[start]
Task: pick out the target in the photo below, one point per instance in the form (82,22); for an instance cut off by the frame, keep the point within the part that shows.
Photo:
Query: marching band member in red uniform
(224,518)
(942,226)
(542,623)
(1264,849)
[end]
### GIVEN EXERCISE
Rewrite the records above, changing "red uniform" to "white uniform" and keeping everything else the same.

### COMPLETED EXERCISE
Task: pick out the target in the photo below, one point per instance in the form (82,22); for an instance cut off by the frame, keep the point within the part that shows.
Photo:
Query: marching band member in white uniform
(224,518)
(942,226)
(542,623)
(1264,849)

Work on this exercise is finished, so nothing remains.